>> START Given records
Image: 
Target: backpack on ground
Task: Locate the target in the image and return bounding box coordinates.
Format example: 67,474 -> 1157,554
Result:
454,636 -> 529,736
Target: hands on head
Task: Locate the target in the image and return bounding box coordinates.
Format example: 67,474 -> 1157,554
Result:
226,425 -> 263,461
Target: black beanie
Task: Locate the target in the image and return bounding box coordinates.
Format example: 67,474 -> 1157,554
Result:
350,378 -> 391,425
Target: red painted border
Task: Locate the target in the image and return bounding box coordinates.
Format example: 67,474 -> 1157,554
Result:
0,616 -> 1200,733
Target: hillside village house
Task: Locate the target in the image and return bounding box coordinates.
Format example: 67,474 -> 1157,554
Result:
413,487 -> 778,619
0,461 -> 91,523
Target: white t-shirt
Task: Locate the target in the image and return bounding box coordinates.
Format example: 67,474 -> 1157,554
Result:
>> END Given records
# [Written exercise]
Convert every line of the data above into a JSON list of strings with one string per line, leaving out blank lines.

# [Response for this exercise]
[
  "Image: ",
  "Target: backpack on ground",
  "Task: Locate the target in the image and return bounding box coordinates.",
  "Format example: 67,474 -> 1157,554",
  "Result:",
  "454,636 -> 529,736",
  "Target: hands on head",
  "Task: Locate the target in the image and return bounding box coordinates.",
  "Format example: 67,474 -> 1157,554",
  "Result:",
  "226,425 -> 263,461",
  "Target: black beanie",
  "Task: Locate the target in the image and return bounding box coordinates.",
  "Format example: 67,474 -> 1157,554",
  "Result:",
  "350,378 -> 391,425",
  "Target: red painted border",
  "Task: Locate the target in the image and return bounding box coordinates.",
  "Format example: 67,474 -> 1157,554",
  "Result:",
  "0,616 -> 1200,733",
  "Target: hillside village house",
  "Task: Locate the target in the image and return bounding box coordinates.",
  "Format example: 67,474 -> 1157,554",
  "Result:",
  "413,487 -> 778,619",
  "0,461 -> 91,523",
  "Target: white t-shirt",
  "Task: Locate the target in the image and return bounding box coordinates.",
  "Format example: 67,474 -> 1157,554",
  "Result:"
]